-- Begin Data for processing --
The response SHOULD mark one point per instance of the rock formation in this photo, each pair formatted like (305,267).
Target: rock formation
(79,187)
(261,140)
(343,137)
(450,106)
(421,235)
-- End Data for processing --
Return each line of the listing above verbatim, with no changes of any kind.

● Right answer:
The response SHOULD mark one point per instance of the rock formation in this photo, each pair formatted like (305,267).
Target: rock formation
(79,187)
(261,140)
(343,137)
(450,106)
(421,235)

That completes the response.